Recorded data
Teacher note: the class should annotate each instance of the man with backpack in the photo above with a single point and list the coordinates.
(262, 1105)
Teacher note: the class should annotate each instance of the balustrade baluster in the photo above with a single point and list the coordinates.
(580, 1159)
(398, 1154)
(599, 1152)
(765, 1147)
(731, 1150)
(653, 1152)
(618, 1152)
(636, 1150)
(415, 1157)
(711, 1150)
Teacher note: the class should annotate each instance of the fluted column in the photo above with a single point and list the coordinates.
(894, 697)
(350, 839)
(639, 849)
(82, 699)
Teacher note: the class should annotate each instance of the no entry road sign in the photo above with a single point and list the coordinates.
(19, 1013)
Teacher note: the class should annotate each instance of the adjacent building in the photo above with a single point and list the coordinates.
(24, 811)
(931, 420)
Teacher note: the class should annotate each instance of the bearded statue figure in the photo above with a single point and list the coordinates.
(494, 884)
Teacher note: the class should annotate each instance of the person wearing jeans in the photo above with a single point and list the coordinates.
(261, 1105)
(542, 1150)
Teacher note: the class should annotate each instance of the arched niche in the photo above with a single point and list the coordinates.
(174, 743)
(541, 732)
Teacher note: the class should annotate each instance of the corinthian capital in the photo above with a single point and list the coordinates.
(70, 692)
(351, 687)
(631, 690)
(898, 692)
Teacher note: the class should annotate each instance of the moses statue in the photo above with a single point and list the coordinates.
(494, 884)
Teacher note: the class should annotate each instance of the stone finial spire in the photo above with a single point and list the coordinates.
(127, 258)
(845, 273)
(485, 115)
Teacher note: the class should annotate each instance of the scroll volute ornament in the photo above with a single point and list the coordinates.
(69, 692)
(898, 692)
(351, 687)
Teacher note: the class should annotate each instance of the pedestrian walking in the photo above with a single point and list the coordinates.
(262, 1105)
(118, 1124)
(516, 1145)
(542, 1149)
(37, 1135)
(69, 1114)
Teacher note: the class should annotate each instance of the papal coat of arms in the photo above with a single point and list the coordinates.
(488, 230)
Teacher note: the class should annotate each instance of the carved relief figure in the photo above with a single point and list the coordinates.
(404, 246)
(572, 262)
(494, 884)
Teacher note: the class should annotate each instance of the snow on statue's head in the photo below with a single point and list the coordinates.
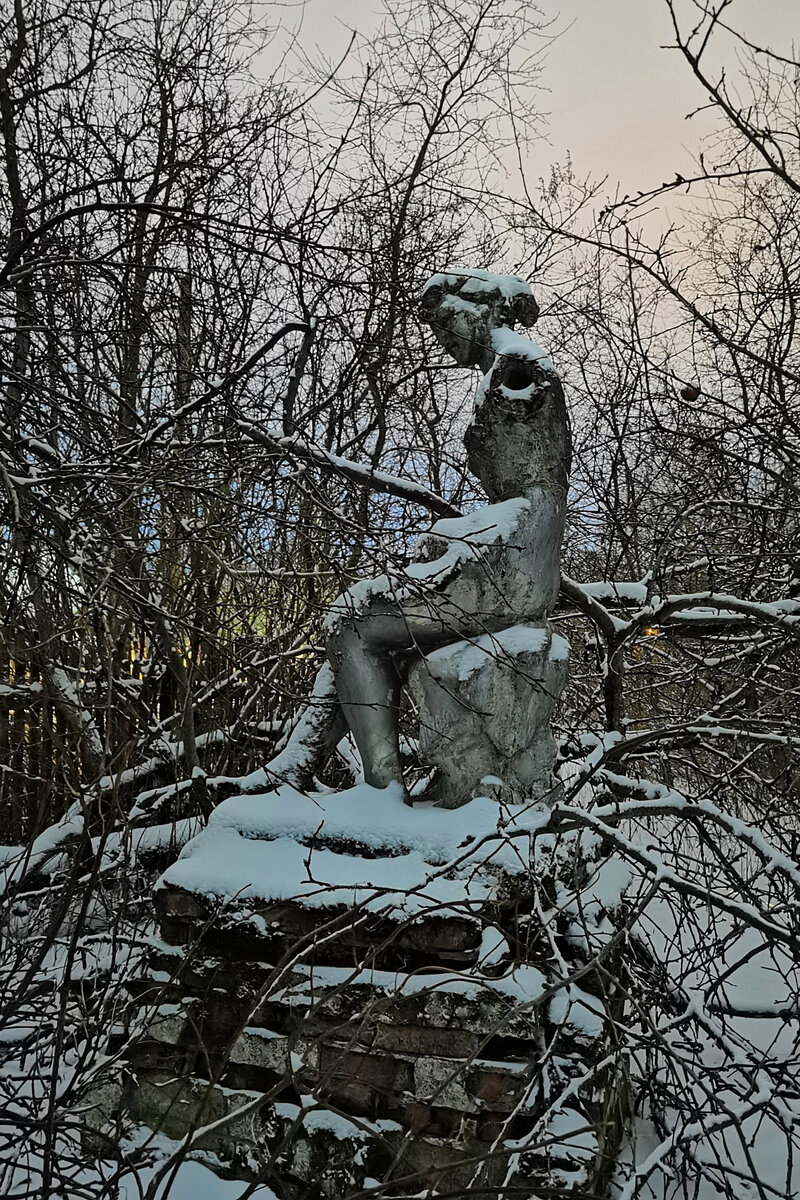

**WORK REQUEST:** From the line containing "of the stone" to the last line of the records above, return each line exactly, both ends included, and nothing more. Leave out the pictures.

**EXERCISE RESPONSE:**
Teacher note: the class should annotate each instance of the stone finial spire in the photo above with a single point and list the coordinates.
(127, 258)
(845, 273)
(485, 115)
Teacher note: the class should annotate each instance of the scroll volute ornament in the photo above with a single point and list the coordinates.
(69, 692)
(898, 692)
(351, 687)
Teacher note: the class should annotate each instance of the pedestrian walking in the photo above with a single point and list the coordinates.
(262, 1105)
(118, 1124)
(516, 1145)
(542, 1149)
(37, 1135)
(69, 1114)
Teacher note: the class should annotate each instance of the papal coat of arms in the photo above with a single point and list the coordinates.
(488, 230)
Teacher note: the class should annotate each instance of the carved relief figure in the photo above with a single point and list the coordinates.
(404, 246)
(572, 262)
(494, 884)
Teacher note: the class should annotate each instance of the snow on statue's head in the photo below with a single point and list the coordinates.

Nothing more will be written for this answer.